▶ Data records
☆ ☆ ☆

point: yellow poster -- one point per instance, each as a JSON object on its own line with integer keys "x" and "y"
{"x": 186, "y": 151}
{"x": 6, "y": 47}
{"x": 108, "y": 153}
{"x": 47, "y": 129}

☆ ☆ ☆

▶ Work required
Retype the entries above. Match them exactly.

▶ Task output
point: yellow poster -- one point per instance, each as a JSON object on its own line with integer keys "x" and "y"
{"x": 186, "y": 151}
{"x": 6, "y": 47}
{"x": 108, "y": 153}
{"x": 47, "y": 129}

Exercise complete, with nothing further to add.